** START Data rows **

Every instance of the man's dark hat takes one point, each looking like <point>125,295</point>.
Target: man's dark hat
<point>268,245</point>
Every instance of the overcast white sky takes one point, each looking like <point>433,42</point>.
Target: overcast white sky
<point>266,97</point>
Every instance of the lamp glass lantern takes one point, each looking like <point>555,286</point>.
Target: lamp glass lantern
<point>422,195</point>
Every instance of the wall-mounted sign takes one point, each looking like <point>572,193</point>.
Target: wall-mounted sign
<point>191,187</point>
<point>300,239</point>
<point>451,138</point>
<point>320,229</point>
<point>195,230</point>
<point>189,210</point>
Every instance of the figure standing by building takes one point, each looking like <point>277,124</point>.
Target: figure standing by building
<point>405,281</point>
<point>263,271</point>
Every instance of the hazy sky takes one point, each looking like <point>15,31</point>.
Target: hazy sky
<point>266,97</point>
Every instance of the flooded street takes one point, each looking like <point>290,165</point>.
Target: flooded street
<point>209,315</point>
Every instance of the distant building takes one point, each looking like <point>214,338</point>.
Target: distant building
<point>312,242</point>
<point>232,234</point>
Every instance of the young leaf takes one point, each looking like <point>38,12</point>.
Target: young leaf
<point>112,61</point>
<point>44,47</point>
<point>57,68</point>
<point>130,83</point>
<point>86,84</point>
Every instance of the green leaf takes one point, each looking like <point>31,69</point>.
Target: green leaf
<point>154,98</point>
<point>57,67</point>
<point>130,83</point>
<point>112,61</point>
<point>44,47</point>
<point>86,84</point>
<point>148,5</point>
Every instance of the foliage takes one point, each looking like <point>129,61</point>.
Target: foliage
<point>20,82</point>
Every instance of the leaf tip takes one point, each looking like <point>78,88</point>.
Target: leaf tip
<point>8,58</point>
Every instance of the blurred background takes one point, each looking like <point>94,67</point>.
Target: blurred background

** END Data rows **

What is needed: Write out every line from the one containing "Every instance of the green" down to the one containing "<point>8,58</point>", and shift each answer point by adding 71 to both of its coordinates.

Written answer:
Every instance of the green leaf takes one point, each looking like <point>31,69</point>.
Target: green leaf
<point>225,169</point>
<point>128,138</point>
<point>201,154</point>
<point>183,132</point>
<point>115,118</point>
<point>157,155</point>
<point>219,76</point>
Every instance of the foliage takes one point, each looking like <point>129,61</point>.
Target: foliage
<point>91,153</point>
Every instance of the leaf tip takes one point, each looking like <point>78,88</point>.
Target: leaf tip
<point>79,129</point>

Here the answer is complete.